● Required work
Output as a JSON list of strings the lines of the data beginning with the line that contains "jersey sleeve |" and continuing through the line that contains "331 195 L 332", both included, one string per line and blank lines omitted.

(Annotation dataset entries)
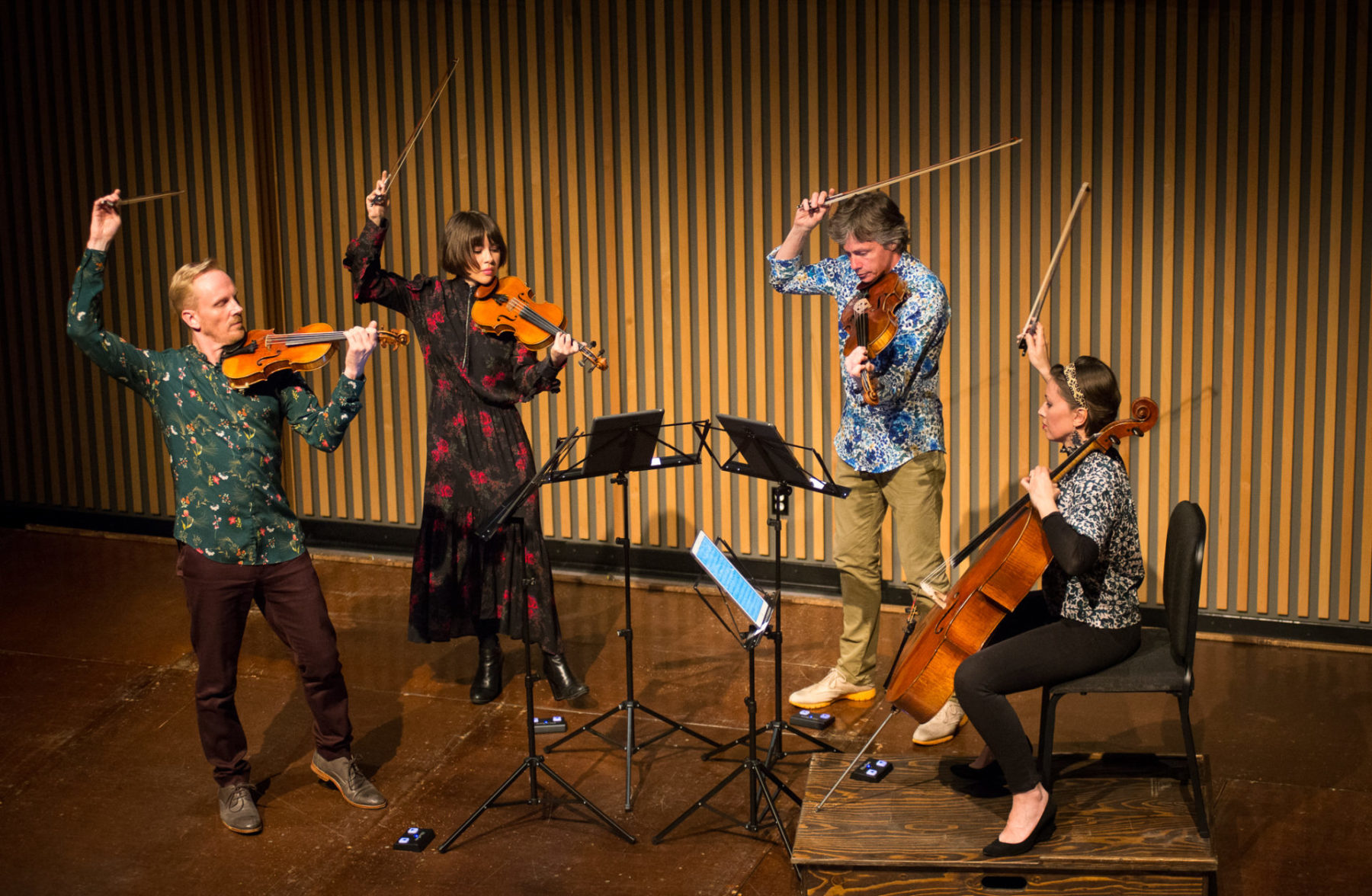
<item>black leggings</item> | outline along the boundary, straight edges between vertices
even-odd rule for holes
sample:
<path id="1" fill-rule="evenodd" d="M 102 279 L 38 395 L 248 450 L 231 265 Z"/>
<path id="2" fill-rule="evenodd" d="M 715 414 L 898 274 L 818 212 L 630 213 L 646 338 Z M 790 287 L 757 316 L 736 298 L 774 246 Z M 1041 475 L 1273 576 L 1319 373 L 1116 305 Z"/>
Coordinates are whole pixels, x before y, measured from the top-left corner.
<path id="1" fill-rule="evenodd" d="M 1139 649 L 1139 626 L 1093 628 L 1048 609 L 1032 591 L 1014 613 L 958 667 L 954 689 L 967 719 L 996 755 L 1011 793 L 1040 781 L 1033 746 L 1006 694 L 1099 672 Z"/>

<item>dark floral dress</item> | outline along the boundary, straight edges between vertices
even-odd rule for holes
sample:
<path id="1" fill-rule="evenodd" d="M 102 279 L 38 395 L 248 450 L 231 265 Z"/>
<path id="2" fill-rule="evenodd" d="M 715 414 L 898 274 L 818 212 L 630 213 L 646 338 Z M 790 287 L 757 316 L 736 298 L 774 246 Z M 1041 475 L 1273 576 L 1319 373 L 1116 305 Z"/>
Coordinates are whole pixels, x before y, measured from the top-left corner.
<path id="1" fill-rule="evenodd" d="M 560 368 L 513 336 L 471 322 L 472 287 L 461 279 L 405 279 L 380 269 L 387 222 L 368 222 L 348 243 L 353 298 L 409 318 L 428 379 L 428 465 L 424 517 L 410 576 L 409 639 L 475 635 L 477 620 L 546 653 L 563 652 L 553 576 L 535 493 L 502 532 L 483 542 L 473 530 L 534 472 L 519 403 L 560 388 Z M 517 520 L 523 520 L 519 523 Z"/>

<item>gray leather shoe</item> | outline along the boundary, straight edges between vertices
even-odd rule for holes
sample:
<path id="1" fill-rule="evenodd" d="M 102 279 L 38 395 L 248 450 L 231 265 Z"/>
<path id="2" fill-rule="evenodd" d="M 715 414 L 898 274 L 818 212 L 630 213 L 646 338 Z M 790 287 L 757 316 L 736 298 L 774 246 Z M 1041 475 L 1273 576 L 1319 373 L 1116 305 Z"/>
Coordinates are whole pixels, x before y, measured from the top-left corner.
<path id="1" fill-rule="evenodd" d="M 320 781 L 332 783 L 343 794 L 343 799 L 364 810 L 386 808 L 386 797 L 372 786 L 362 770 L 357 767 L 357 760 L 351 756 L 339 756 L 327 760 L 316 751 L 310 760 L 310 771 L 320 777 Z"/>
<path id="2" fill-rule="evenodd" d="M 262 816 L 252 801 L 252 788 L 230 783 L 220 788 L 220 821 L 236 834 L 255 834 L 262 830 Z"/>

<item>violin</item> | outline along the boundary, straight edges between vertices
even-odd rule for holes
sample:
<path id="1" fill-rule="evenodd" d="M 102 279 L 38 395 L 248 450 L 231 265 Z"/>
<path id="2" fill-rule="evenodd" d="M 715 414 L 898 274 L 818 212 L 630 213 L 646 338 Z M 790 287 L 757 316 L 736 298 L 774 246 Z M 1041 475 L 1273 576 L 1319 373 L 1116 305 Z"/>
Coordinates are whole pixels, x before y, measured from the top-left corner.
<path id="1" fill-rule="evenodd" d="M 1110 424 L 1069 454 L 1052 471 L 1052 480 L 1066 476 L 1095 451 L 1107 451 L 1131 435 L 1143 436 L 1158 420 L 1158 405 L 1151 398 L 1136 399 L 1129 410 L 1133 414 L 1129 420 Z M 1052 549 L 1029 495 L 1000 515 L 948 567 L 956 567 L 988 541 L 947 597 L 936 597 L 938 606 L 921 622 L 908 653 L 904 641 L 896 652 L 897 661 L 886 679 L 886 700 L 919 722 L 932 719 L 952 696 L 958 665 L 981 649 L 1052 561 Z M 930 578 L 925 576 L 925 582 Z"/>
<path id="2" fill-rule="evenodd" d="M 567 332 L 567 316 L 552 302 L 535 302 L 534 291 L 519 277 L 501 277 L 476 288 L 472 303 L 472 322 L 487 333 L 514 333 L 530 349 L 542 349 Z M 605 350 L 594 351 L 594 342 L 579 342 L 582 366 L 604 370 L 609 366 Z"/>
<path id="3" fill-rule="evenodd" d="M 910 288 L 895 270 L 888 270 L 867 287 L 859 298 L 844 306 L 838 324 L 848 333 L 844 340 L 847 358 L 859 347 L 867 349 L 867 357 L 875 358 L 882 349 L 896 338 L 896 309 L 910 298 Z M 868 405 L 881 401 L 877 380 L 867 370 L 862 372 L 862 397 Z"/>
<path id="4" fill-rule="evenodd" d="M 403 329 L 379 329 L 376 336 L 392 351 L 410 344 L 410 333 Z M 224 376 L 233 388 L 246 390 L 280 370 L 314 370 L 338 354 L 340 342 L 347 342 L 347 333 L 328 324 L 310 324 L 294 333 L 251 329 L 241 346 L 224 350 Z"/>

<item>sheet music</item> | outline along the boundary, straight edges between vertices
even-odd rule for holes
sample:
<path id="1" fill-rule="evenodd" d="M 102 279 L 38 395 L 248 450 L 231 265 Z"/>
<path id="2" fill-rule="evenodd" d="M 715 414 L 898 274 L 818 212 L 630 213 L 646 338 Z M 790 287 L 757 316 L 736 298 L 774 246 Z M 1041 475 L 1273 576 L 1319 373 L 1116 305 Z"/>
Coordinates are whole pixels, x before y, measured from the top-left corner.
<path id="1" fill-rule="evenodd" d="M 698 532 L 696 543 L 691 545 L 690 554 L 709 574 L 709 578 L 715 580 L 719 590 L 729 600 L 734 601 L 738 609 L 744 611 L 744 615 L 748 616 L 756 628 L 767 627 L 771 619 L 771 605 L 767 602 L 767 598 L 744 578 L 738 567 L 729 561 L 729 557 L 715 545 L 713 539 L 705 535 L 705 532 Z"/>

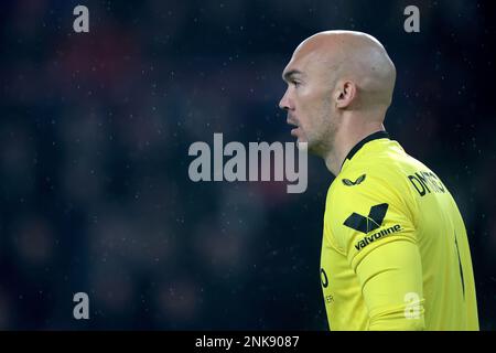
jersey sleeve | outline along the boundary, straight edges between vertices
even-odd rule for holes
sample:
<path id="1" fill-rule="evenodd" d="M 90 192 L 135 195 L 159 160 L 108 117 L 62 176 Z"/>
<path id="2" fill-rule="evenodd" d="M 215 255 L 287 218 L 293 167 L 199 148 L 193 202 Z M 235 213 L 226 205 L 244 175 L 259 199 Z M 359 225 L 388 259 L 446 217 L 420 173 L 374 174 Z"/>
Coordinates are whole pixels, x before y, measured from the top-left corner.
<path id="1" fill-rule="evenodd" d="M 331 195 L 332 243 L 362 287 L 369 330 L 424 328 L 422 265 L 408 196 L 367 176 Z"/>

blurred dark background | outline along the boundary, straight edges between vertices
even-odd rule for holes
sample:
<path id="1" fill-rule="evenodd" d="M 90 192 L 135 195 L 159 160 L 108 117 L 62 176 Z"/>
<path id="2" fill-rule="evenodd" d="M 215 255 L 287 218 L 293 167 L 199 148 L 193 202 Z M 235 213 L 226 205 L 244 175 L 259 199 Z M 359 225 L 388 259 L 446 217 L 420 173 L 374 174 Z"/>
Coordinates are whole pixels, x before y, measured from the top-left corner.
<path id="1" fill-rule="evenodd" d="M 89 9 L 89 33 L 73 9 Z M 403 9 L 420 9 L 406 33 Z M 487 1 L 2 1 L 0 329 L 325 330 L 333 176 L 193 183 L 194 141 L 291 141 L 281 72 L 358 30 L 398 69 L 386 127 L 464 216 L 481 328 L 496 328 L 495 6 Z M 87 292 L 90 319 L 73 318 Z"/>

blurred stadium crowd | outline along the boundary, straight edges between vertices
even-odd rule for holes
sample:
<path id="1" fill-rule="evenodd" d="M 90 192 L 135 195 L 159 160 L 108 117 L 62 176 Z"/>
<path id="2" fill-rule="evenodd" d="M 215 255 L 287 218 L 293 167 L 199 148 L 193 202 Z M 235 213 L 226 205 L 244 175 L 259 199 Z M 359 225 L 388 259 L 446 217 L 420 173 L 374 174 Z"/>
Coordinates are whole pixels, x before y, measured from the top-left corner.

● Answer to the exercise
[
  "jersey sleeve | outline along the boundary, straight edges between vertices",
  "even-odd rule for holes",
  "sample:",
  "<path id=\"1\" fill-rule=\"evenodd\" d=\"M 90 192 L 135 195 L 159 160 L 108 117 L 62 176 Z\"/>",
  "<path id=\"2\" fill-rule=\"evenodd\" d=\"M 215 255 L 287 218 L 293 167 L 199 148 L 193 202 Z M 235 213 L 226 205 L 244 175 L 259 199 Z M 359 225 L 388 259 L 446 217 L 420 173 L 374 174 Z\"/>",
  "Coordinates are whole pixels, x before y, measured from the top-left corner.",
  "<path id=\"1\" fill-rule=\"evenodd\" d=\"M 331 195 L 332 243 L 362 287 L 369 330 L 424 328 L 422 265 L 408 196 L 367 176 Z\"/>"
]